# Exercise
Leave the pictures aside and copy all the data exactly.

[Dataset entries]
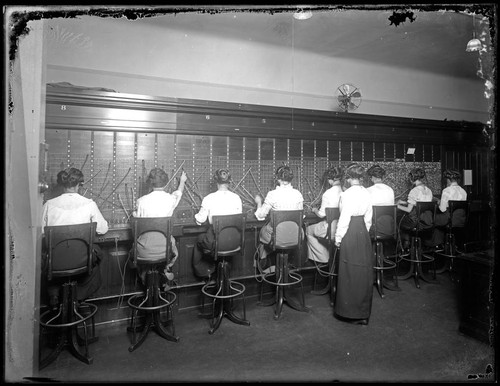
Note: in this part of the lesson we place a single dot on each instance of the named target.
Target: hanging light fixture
(301, 14)
(474, 44)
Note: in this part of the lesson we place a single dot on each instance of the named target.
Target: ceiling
(434, 41)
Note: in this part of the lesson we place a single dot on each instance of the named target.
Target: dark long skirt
(355, 278)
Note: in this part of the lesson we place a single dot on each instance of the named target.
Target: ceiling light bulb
(474, 45)
(302, 15)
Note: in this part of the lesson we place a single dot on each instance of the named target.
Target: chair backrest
(426, 213)
(141, 225)
(287, 229)
(384, 221)
(69, 249)
(332, 214)
(459, 213)
(229, 233)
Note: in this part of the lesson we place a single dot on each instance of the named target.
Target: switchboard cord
(122, 274)
(256, 257)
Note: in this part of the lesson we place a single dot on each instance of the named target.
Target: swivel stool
(416, 256)
(153, 300)
(70, 256)
(329, 269)
(384, 232)
(286, 236)
(229, 231)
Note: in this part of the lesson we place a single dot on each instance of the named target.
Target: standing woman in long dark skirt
(355, 277)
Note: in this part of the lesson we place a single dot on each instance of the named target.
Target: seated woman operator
(70, 208)
(381, 195)
(455, 192)
(158, 203)
(316, 250)
(218, 203)
(407, 216)
(284, 197)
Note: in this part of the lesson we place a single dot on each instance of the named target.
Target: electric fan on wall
(348, 97)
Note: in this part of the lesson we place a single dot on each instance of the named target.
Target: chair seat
(235, 289)
(50, 320)
(137, 301)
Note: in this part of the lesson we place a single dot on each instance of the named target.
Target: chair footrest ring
(446, 254)
(141, 299)
(237, 289)
(388, 264)
(291, 275)
(81, 319)
(324, 273)
(425, 259)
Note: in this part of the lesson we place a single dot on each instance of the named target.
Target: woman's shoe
(363, 322)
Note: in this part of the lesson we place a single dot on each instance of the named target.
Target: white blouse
(381, 194)
(355, 201)
(72, 209)
(453, 192)
(219, 203)
(284, 197)
(158, 203)
(330, 199)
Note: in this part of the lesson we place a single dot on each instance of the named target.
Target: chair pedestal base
(152, 303)
(223, 291)
(68, 318)
(448, 253)
(283, 278)
(331, 272)
(416, 257)
(382, 264)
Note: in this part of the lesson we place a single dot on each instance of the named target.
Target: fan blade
(341, 91)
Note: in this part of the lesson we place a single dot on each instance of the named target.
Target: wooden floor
(412, 336)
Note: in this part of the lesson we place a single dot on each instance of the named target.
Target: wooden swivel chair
(330, 269)
(69, 256)
(459, 214)
(229, 233)
(417, 257)
(384, 232)
(154, 300)
(283, 240)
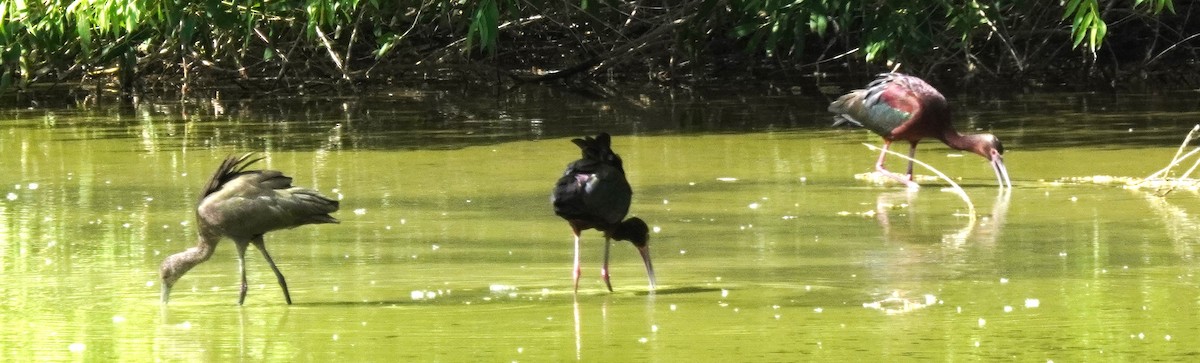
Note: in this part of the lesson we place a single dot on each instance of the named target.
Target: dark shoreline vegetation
(181, 48)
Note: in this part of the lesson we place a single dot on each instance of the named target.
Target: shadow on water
(681, 290)
(453, 117)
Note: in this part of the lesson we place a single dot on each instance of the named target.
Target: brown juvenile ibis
(243, 206)
(901, 107)
(593, 194)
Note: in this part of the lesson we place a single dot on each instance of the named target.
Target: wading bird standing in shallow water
(245, 204)
(906, 108)
(593, 194)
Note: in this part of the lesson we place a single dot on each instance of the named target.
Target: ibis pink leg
(575, 275)
(905, 179)
(241, 268)
(604, 269)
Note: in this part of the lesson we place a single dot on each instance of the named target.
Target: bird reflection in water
(981, 232)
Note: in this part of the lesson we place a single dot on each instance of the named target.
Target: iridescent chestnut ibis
(903, 107)
(243, 206)
(593, 194)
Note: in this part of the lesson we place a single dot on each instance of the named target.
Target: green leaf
(1072, 6)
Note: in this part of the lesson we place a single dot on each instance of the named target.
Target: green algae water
(766, 245)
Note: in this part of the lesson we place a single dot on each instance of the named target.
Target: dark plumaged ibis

# Solution to this exercise
Note: in this part of the lesson we place a single dot on each instance of the named target.
Target: hanging light fixture
(301, 14)
(474, 44)
Note: in this part of the lesson we place a single dot on each instance of the named target.
Target: ceiling
(434, 41)
Note: in this part of the lesson we place a single dot on each instance of the named target.
Target: dark long skirt
(355, 278)
Note: in this part of the lesson we place a single dot on each instance of the named target.
Target: ceiling light bulb
(474, 45)
(302, 15)
Note: in this part of the lesson we place a single dot on each instance of the named target.
Target: chair backrest
(426, 213)
(141, 225)
(287, 229)
(384, 221)
(69, 249)
(332, 214)
(459, 213)
(229, 233)
Note: in this part of the lesson we place a single dot on each instance of the named target.
Target: switchboard cord
(122, 274)
(256, 257)
Note: in this part of the lesson we place a single dot on each instance of the named target.
Target: swivel stool
(416, 256)
(153, 300)
(70, 256)
(329, 269)
(384, 232)
(286, 236)
(229, 231)
Note: in this part of the lesson we place a single dot on each instance of the named target.
Target: standing woman in long dark skirt
(355, 277)
Note: in this part of the lesson we place a single dot on each instance of the named target.
Target: seated woman operator
(70, 208)
(381, 195)
(455, 192)
(158, 203)
(316, 250)
(218, 203)
(407, 216)
(284, 197)
Note: in this part of the lesson we place a single dot on each instance of the named target.
Target: electric fan on wall
(348, 97)
Note: in this part of the lesson we place a single dot on each instance of the named target.
Target: chair seat
(235, 289)
(50, 320)
(137, 301)
Note: in this part of the lesson we place a single dot on each instance of the named target.
Target: chair footrest ring
(446, 254)
(141, 299)
(237, 289)
(388, 264)
(291, 275)
(81, 319)
(324, 273)
(425, 259)
Note: in this part of the lesson we place a single dot on each instance of the named target.
Target: woman's shoe
(363, 322)
Note: in this part of the lesson we place a single dot on each instance of the named target.
Target: white blouse
(381, 194)
(355, 201)
(72, 209)
(453, 192)
(219, 203)
(284, 197)
(158, 203)
(330, 199)
Note: in this part of the lesson we place a single dot on each instance of the named target.
Target: chair pedestal base
(152, 303)
(223, 291)
(68, 318)
(448, 253)
(283, 278)
(331, 272)
(416, 257)
(382, 264)
Note: in this part of the lesson we place a single dot on each instance of the named target.
Target: fan blade
(341, 91)
Note: in this part of the lesson we place a single dot on each instance of the named target.
Target: wooden floor
(412, 336)
Note: in this part of the lesson we place a single dot on each instance of the named target.
Target: wooden swivel chair
(330, 269)
(69, 256)
(459, 214)
(229, 233)
(417, 257)
(384, 232)
(154, 300)
(283, 240)
Note: in this part of the lesson we place a single dot on each instance of the named target.
Target: dark shoreline vegetation
(181, 48)
Note: in this part of the lesson we place a single dot on each instance of the named target.
Target: shadow on water
(681, 290)
(453, 117)
Note: in this part of the lesson we place a single dot on each instance of the named target.
Target: brown juvenile ibis
(243, 206)
(901, 107)
(593, 194)
Note: in this part of the lesson we place a single dot on each instance of the named target.
Target: wading bird standing in shallow water
(245, 204)
(906, 108)
(593, 194)
Note: in this part of the lesson we place a single dot on each instance of the named target.
Target: ibis pink leg
(575, 275)
(905, 179)
(241, 268)
(604, 269)
Note: in this part of the lesson we place a single dot on each instance of the named target.
Target: bird reflection in water
(981, 232)
Note: in this part of the lesson we place a single dot on each instance of the named target.
Target: iridescent chestnut ibis
(903, 107)
(243, 206)
(593, 194)
Note: in this part of the lesson we place a single dot on each instance of the named target.
Target: green leaf
(1072, 6)
Note: in this part of the lesson we place a single dot on each instance of the named target.
Target: green algae water
(766, 245)
Note: in this part of the lesson we place a single dot on each instance of the named target.
Target: dark plumaged ibis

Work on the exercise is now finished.